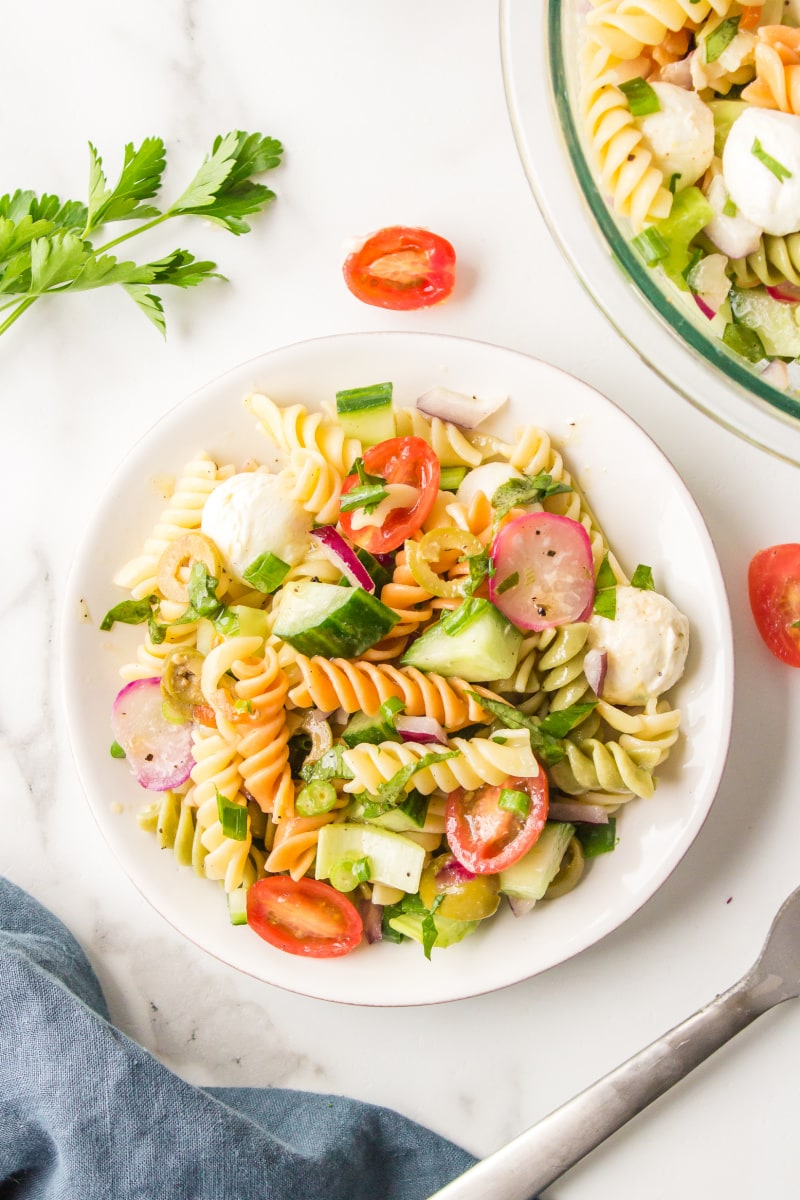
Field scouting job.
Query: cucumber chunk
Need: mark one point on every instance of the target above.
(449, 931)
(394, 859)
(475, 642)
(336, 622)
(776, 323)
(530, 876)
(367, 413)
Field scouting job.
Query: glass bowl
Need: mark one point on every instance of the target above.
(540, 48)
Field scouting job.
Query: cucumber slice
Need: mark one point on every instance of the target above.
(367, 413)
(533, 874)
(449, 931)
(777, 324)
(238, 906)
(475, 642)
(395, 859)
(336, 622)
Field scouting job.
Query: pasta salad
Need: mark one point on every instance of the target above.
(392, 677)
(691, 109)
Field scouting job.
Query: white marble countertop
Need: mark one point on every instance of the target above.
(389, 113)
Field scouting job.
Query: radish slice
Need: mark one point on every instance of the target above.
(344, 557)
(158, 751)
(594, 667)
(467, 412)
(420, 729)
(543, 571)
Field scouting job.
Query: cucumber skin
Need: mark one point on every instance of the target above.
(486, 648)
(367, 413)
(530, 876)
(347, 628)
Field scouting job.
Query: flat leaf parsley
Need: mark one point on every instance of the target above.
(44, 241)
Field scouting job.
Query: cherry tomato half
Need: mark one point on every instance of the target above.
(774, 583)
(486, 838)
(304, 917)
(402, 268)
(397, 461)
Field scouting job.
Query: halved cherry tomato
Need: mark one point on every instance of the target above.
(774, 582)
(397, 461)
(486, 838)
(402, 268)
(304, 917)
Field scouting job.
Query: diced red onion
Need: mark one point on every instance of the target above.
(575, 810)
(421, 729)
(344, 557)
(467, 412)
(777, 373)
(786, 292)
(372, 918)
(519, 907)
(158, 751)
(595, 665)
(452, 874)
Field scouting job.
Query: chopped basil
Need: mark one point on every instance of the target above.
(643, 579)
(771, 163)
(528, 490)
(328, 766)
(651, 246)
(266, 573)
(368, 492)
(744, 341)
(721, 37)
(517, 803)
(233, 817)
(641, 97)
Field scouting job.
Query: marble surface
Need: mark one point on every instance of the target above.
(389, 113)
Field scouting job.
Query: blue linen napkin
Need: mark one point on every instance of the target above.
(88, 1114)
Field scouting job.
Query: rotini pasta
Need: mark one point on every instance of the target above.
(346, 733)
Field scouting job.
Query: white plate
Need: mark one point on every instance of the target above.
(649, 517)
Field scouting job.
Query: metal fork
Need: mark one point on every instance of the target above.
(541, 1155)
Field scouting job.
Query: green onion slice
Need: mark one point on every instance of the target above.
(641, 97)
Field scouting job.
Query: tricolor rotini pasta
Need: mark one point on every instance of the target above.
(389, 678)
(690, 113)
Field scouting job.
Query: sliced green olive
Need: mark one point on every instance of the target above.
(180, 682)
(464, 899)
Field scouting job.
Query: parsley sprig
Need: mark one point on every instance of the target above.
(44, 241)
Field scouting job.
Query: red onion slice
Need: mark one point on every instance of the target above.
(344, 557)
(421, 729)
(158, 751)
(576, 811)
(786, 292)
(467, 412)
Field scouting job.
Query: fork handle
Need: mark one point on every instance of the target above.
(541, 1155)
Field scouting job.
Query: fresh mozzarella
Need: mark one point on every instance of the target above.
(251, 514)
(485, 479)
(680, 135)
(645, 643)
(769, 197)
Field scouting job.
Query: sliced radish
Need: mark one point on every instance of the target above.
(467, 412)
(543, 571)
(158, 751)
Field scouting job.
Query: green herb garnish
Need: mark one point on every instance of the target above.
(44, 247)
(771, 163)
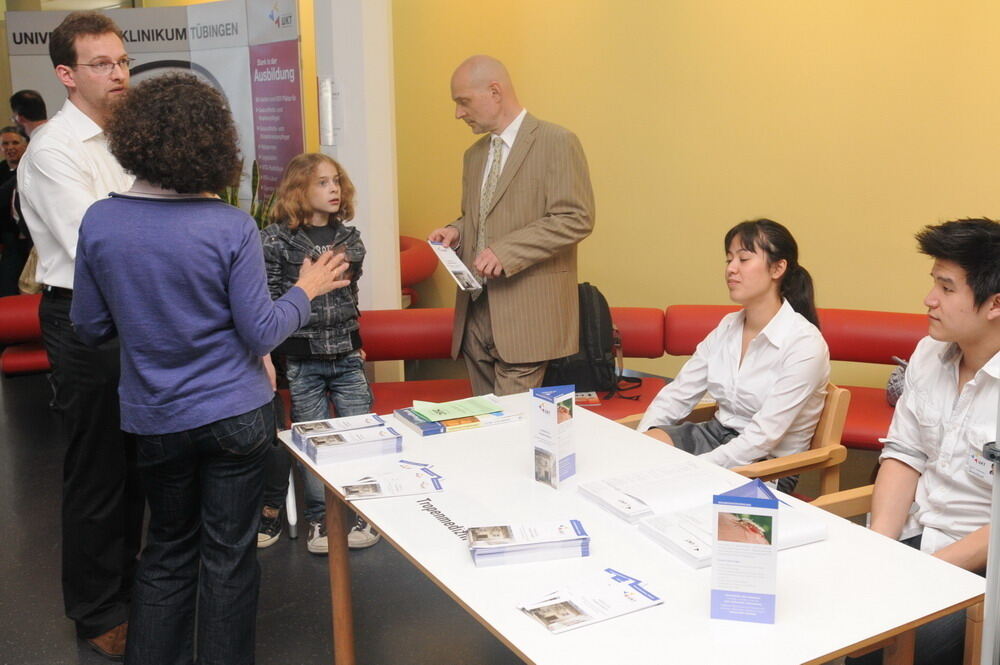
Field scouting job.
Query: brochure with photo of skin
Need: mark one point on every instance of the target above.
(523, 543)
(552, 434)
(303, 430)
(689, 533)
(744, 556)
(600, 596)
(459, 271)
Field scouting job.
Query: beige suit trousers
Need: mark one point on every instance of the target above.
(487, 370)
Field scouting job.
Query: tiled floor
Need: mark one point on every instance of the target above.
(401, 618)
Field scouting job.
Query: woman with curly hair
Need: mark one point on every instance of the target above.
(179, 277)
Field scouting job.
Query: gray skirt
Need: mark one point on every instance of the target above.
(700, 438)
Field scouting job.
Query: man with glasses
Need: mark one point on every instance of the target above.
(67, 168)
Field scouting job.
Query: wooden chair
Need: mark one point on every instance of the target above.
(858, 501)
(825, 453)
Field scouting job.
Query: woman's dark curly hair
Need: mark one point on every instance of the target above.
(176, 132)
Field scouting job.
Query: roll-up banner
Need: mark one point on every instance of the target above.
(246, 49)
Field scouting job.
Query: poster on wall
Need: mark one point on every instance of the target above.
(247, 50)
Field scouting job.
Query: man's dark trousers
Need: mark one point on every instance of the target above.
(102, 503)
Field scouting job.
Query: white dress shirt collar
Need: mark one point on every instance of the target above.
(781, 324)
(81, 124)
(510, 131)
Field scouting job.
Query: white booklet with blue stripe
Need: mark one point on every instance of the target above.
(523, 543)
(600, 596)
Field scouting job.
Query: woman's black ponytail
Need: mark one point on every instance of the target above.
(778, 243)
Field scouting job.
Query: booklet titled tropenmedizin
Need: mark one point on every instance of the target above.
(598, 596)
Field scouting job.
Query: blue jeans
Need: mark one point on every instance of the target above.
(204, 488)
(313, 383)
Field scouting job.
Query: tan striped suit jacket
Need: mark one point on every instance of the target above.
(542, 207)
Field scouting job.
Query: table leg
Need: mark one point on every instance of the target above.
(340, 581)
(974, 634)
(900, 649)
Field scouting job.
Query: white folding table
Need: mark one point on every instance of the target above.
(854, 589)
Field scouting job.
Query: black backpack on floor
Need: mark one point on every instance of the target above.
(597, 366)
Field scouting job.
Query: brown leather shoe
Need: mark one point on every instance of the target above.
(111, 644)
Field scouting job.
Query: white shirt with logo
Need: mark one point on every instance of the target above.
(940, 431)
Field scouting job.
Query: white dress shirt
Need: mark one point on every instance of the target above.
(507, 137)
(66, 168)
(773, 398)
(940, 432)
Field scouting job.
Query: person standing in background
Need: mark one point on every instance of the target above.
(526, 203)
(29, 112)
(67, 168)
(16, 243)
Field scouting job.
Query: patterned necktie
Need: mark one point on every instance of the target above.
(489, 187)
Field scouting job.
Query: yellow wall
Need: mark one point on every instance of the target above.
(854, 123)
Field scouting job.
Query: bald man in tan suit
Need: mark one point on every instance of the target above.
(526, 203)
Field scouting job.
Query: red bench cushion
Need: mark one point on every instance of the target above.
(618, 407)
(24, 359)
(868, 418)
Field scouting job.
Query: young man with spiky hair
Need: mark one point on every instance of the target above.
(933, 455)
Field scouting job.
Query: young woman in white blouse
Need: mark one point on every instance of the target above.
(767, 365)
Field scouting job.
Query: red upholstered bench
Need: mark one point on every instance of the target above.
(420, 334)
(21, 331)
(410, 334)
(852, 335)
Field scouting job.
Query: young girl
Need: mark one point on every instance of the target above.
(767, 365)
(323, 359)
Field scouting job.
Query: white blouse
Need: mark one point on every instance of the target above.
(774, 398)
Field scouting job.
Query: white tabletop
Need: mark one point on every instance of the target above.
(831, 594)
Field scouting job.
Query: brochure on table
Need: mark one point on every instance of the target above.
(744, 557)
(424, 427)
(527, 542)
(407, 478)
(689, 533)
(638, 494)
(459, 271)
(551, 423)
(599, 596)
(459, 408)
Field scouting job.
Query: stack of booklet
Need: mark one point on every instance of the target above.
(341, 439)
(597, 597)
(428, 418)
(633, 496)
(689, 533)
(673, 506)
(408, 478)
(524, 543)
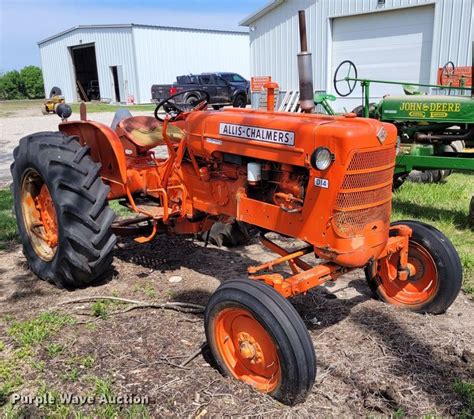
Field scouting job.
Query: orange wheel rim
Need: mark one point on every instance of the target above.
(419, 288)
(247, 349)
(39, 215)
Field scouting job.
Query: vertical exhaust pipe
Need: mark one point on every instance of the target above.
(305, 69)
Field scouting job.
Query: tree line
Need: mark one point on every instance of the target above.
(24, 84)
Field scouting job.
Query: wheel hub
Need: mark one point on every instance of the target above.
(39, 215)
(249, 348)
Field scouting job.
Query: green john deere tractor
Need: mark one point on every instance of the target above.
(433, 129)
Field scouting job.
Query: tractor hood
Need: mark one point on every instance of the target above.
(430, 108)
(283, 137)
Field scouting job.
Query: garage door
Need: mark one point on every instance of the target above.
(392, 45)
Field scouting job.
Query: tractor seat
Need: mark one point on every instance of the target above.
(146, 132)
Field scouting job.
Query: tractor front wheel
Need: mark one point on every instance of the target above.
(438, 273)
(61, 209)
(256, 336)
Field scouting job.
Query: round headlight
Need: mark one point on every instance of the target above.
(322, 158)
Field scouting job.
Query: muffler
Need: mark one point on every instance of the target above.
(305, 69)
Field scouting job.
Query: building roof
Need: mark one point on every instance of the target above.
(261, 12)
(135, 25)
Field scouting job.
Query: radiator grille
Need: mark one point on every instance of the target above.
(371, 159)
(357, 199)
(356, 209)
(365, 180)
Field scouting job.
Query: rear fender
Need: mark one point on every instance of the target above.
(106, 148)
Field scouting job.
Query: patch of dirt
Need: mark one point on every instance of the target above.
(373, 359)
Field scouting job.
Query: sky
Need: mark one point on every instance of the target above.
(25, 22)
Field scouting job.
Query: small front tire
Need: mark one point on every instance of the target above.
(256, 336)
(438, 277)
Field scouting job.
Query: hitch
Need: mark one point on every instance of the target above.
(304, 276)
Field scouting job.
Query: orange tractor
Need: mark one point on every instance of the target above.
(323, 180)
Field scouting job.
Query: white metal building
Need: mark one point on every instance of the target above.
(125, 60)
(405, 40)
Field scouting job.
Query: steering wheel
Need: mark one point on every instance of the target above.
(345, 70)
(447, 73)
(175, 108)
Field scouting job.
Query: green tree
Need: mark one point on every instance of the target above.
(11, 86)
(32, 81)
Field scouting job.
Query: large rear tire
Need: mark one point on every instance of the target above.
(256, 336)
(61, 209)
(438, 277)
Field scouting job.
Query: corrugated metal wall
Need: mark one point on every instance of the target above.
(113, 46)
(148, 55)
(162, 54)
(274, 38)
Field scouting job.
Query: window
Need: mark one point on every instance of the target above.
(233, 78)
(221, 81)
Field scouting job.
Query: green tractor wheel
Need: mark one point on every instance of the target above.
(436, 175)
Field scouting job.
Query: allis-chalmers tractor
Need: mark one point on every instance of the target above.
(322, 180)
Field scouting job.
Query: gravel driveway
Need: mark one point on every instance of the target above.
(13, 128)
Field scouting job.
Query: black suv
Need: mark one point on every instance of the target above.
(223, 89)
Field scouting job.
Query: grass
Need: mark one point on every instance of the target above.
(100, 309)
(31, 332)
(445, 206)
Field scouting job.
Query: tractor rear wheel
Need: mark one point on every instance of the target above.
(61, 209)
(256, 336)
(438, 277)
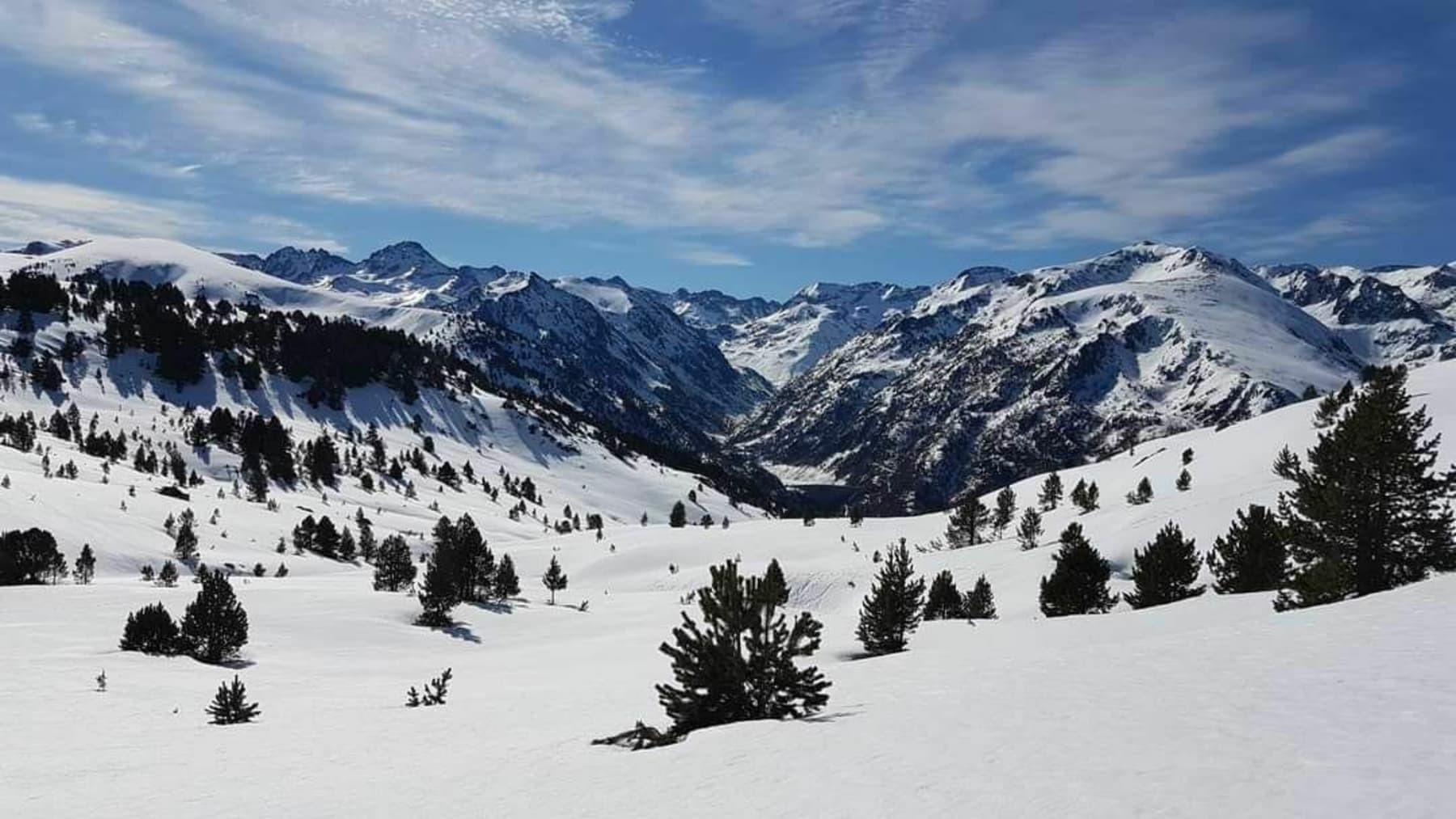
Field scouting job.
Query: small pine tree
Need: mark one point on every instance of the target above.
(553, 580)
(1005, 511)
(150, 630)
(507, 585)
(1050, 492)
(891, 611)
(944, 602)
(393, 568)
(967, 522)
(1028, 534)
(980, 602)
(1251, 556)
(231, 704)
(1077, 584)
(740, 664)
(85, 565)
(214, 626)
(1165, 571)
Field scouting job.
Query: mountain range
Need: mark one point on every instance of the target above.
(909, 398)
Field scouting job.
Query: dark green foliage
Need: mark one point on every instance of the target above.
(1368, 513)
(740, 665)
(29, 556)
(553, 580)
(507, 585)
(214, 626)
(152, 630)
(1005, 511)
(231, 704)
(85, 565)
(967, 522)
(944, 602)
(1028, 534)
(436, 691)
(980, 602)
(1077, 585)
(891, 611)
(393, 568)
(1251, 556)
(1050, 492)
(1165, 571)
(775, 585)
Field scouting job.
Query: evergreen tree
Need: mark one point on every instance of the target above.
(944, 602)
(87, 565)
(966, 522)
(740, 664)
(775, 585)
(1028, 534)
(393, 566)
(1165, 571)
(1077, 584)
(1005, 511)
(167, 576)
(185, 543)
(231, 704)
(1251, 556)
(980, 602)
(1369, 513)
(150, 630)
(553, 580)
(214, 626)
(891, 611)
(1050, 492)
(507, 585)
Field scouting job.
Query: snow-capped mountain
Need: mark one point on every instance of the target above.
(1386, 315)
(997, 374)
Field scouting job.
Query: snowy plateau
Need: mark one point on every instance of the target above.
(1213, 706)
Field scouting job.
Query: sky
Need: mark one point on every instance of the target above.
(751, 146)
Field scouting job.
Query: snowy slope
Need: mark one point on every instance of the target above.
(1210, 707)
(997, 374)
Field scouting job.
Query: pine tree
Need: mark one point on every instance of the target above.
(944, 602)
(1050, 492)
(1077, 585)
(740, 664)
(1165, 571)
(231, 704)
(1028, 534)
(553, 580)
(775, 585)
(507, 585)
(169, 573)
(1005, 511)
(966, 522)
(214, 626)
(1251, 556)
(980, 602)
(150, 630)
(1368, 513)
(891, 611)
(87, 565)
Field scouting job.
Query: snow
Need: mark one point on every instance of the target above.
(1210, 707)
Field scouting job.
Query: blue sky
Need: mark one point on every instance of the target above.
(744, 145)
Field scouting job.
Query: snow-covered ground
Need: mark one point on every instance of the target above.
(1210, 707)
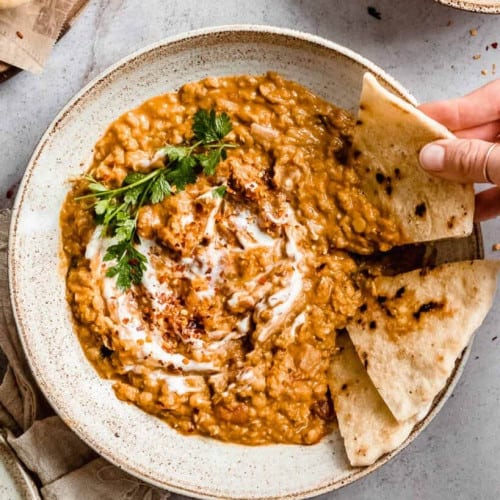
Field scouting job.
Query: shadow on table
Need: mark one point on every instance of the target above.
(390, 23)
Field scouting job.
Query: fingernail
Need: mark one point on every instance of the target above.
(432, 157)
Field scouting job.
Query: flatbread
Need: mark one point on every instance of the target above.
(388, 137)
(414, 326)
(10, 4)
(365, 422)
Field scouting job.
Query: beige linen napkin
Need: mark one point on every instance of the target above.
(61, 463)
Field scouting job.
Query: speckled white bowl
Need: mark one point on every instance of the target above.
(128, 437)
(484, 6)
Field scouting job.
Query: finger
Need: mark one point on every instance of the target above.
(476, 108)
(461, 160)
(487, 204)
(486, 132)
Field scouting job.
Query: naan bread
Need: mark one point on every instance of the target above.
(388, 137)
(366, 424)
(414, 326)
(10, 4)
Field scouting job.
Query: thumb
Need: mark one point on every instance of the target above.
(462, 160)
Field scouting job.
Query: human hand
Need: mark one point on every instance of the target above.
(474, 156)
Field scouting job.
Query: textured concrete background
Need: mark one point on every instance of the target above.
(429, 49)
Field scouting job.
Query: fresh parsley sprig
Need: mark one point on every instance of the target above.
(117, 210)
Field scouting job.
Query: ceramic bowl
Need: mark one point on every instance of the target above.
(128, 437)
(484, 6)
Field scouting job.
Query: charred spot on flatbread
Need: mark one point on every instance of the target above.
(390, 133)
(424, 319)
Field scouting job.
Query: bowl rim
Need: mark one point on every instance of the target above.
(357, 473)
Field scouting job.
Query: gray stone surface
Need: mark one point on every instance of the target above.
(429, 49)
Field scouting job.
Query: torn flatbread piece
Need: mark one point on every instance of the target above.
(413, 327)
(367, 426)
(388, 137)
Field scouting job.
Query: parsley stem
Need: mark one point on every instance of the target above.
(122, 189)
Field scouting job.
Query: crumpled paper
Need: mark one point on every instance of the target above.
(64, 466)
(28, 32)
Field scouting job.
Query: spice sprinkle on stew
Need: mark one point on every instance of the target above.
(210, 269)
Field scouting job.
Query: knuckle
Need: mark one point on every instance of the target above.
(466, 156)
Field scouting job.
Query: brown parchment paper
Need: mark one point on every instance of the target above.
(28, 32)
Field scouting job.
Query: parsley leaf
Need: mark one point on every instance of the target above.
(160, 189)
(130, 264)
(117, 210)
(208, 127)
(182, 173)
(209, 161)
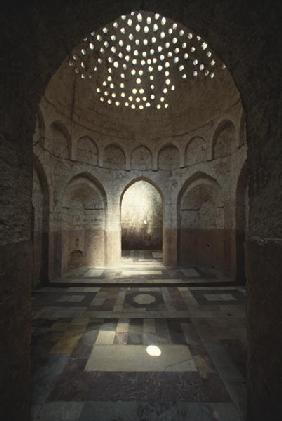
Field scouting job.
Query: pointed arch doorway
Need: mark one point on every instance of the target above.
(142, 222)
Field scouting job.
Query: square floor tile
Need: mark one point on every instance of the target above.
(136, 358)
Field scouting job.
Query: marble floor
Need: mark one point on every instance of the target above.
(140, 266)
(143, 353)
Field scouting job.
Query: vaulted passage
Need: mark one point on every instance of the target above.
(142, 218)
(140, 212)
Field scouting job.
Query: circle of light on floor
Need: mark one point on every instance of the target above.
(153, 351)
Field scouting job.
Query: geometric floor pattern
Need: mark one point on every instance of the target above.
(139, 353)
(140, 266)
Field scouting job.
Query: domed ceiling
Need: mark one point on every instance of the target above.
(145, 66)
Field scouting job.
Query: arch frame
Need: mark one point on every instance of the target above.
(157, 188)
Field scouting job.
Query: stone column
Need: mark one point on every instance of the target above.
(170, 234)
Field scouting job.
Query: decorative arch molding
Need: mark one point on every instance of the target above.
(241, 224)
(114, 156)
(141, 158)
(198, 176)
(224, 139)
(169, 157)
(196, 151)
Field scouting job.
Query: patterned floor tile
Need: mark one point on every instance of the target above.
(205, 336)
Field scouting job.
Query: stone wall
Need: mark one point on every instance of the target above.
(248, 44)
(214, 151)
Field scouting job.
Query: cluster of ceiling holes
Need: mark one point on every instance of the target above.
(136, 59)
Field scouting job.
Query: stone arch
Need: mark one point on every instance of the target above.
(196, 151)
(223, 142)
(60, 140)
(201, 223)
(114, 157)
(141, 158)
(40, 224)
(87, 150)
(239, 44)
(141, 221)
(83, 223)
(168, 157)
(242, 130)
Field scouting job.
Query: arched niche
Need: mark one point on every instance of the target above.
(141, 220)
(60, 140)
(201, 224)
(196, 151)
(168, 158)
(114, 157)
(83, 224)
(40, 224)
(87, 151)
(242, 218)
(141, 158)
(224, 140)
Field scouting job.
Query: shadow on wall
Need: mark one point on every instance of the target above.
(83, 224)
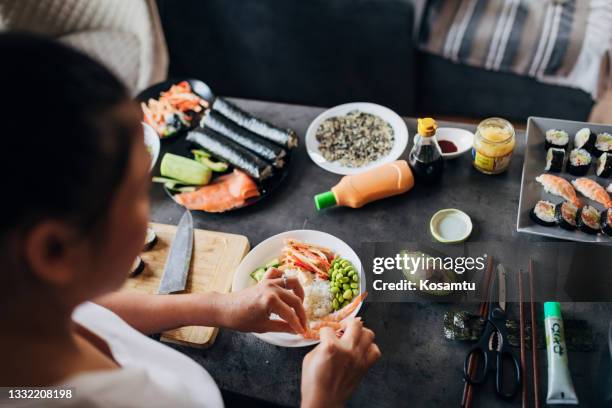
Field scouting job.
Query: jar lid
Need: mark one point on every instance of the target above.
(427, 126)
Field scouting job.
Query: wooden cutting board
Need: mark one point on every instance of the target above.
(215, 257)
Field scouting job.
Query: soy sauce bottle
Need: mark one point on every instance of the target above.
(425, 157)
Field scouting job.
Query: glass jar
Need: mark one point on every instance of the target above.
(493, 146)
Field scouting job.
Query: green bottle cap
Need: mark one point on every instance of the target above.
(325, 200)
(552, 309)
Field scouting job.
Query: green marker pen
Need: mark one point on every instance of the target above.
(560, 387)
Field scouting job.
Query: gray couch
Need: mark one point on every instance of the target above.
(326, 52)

____________

WORK INSTRUCTIONS: Search the records line by line for the word "brown" and copy every line where it appears.

ANSWER SPACE:
Query: brown leather shoe
Query: brown parchment paper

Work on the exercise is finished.